(Point-per-instance localization data)

····················

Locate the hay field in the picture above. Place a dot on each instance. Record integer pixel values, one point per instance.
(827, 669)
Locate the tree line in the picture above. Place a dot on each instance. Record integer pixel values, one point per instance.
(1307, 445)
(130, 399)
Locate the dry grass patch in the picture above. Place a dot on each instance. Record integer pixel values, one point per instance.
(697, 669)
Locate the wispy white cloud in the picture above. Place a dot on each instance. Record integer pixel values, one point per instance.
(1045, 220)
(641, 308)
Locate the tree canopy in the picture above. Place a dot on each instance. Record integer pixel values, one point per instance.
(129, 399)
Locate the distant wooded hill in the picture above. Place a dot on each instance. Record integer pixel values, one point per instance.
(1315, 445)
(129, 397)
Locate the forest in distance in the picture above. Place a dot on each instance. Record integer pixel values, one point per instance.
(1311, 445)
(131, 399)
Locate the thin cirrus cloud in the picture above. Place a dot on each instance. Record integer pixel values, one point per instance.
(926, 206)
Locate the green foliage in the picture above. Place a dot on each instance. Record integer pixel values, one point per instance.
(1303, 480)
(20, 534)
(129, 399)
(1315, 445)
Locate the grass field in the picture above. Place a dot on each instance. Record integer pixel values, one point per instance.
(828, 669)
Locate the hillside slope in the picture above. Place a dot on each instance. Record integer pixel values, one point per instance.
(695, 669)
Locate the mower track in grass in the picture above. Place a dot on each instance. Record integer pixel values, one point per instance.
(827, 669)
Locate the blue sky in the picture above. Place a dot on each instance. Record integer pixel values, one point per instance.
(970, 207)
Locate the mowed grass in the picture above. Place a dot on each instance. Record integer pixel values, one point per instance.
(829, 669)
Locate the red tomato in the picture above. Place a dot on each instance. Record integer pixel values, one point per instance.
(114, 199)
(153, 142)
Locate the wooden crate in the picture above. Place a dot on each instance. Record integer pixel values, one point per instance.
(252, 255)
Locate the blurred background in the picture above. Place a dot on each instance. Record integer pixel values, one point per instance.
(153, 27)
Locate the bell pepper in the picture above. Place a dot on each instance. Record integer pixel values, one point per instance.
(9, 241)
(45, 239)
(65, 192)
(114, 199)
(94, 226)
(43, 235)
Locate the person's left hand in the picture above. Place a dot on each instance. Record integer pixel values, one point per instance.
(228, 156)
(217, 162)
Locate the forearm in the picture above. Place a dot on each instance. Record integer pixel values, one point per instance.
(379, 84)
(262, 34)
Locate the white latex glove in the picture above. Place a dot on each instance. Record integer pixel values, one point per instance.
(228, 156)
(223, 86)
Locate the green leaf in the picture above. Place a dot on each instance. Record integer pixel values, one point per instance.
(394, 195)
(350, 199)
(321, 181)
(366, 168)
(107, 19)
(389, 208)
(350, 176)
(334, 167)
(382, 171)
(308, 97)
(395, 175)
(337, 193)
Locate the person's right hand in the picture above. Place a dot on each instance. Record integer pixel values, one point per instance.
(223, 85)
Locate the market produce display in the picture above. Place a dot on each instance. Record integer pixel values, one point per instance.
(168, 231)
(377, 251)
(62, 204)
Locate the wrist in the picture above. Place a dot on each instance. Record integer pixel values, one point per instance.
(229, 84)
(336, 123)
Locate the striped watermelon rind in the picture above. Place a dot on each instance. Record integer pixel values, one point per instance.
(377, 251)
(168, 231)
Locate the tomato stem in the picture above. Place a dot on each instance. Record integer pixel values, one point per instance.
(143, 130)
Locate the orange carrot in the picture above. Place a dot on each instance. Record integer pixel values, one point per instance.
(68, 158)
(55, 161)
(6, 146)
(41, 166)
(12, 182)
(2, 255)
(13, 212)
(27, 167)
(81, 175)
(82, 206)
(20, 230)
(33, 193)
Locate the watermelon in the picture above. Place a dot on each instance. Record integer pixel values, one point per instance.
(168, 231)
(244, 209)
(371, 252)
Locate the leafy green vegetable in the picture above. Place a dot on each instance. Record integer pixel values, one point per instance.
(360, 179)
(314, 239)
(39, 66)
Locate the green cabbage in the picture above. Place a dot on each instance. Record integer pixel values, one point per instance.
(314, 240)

····················

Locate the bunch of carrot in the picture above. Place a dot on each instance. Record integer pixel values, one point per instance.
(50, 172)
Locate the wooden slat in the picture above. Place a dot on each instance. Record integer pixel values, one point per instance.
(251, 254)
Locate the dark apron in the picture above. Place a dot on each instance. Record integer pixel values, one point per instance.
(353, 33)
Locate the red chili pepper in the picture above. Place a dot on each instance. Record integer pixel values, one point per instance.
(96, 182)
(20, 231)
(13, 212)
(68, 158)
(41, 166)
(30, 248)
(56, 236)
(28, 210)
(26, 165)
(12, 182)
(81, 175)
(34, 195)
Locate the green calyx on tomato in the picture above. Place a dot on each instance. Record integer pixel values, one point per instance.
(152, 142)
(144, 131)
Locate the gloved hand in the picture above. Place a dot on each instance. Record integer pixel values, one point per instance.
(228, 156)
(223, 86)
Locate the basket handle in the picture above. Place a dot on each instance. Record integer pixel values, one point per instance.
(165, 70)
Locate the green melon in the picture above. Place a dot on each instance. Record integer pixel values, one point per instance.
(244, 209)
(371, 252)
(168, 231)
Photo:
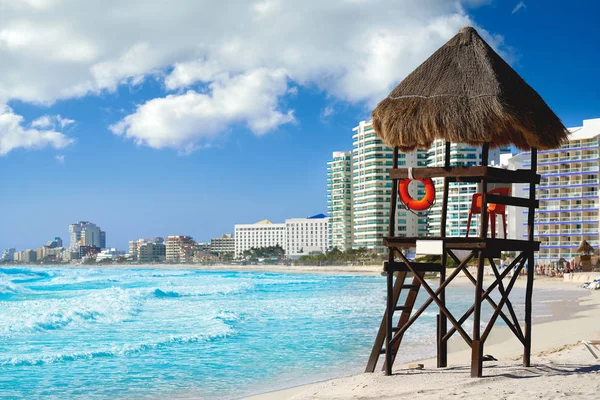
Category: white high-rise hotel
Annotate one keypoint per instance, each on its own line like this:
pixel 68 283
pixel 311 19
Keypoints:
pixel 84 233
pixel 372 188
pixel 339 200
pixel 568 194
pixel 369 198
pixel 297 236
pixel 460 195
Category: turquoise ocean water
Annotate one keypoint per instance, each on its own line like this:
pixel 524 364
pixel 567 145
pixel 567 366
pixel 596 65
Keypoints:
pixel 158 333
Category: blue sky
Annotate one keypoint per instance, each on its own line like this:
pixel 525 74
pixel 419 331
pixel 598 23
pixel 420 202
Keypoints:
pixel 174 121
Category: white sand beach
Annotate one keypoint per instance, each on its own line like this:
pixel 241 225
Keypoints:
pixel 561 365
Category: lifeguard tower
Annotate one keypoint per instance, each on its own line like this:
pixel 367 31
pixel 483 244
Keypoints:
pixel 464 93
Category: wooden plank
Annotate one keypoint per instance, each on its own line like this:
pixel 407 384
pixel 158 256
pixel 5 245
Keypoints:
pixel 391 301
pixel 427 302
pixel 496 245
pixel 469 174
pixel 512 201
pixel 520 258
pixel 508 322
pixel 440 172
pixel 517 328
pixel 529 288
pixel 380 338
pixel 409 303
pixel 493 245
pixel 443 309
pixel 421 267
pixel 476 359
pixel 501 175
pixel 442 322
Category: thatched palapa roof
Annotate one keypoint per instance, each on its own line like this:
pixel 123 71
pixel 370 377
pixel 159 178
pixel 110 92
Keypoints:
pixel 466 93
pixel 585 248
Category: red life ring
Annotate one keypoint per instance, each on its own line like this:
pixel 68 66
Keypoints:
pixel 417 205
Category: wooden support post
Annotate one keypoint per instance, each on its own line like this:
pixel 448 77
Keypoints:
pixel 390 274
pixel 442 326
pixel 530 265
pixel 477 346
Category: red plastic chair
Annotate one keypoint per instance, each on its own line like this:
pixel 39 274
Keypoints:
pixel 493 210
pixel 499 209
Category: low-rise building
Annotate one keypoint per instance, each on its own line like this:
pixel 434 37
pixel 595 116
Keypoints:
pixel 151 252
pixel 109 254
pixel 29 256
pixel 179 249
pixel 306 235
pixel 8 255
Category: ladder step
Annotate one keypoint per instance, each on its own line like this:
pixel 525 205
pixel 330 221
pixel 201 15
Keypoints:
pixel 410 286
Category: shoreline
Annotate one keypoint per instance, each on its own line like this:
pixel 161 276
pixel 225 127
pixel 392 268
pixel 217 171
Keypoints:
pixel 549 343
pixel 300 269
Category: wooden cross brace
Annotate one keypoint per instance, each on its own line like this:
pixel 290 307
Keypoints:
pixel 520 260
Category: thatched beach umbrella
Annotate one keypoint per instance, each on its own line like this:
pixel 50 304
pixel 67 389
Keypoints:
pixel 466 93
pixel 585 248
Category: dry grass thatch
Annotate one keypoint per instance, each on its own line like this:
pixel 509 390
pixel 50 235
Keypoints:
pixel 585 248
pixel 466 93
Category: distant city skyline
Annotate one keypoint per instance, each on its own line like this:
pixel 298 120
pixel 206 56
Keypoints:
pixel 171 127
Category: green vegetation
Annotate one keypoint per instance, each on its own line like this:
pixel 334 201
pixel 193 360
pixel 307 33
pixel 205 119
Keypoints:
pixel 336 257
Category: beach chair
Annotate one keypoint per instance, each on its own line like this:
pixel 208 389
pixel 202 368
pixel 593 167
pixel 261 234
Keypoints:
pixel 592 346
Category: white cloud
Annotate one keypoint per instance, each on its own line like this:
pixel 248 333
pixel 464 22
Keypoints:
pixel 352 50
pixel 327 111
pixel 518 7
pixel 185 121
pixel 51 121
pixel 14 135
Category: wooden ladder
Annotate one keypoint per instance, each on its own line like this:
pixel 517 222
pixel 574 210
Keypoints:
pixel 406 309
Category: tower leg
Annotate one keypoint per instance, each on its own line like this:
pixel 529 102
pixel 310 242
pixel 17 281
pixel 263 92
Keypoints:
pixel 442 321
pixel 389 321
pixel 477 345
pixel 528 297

····················

• ABOUT THIS TASK: Once you find the line with "Category: white cloud" above, print it and every line after it up to and including the line with "Category: tower leg", exactly as written and nothing else.

• SOLUTION TO THE EXERCISE:
Category: white cloud
Annotate one keypoint per instance, each on its own line like this:
pixel 248 333
pixel 464 22
Keypoints:
pixel 352 50
pixel 327 111
pixel 518 7
pixel 185 121
pixel 51 121
pixel 14 135
Category: wooden ladder
Annotate one keypoint per instance, each on its own line like this:
pixel 517 222
pixel 574 210
Keypoints:
pixel 406 309
Category: tower leg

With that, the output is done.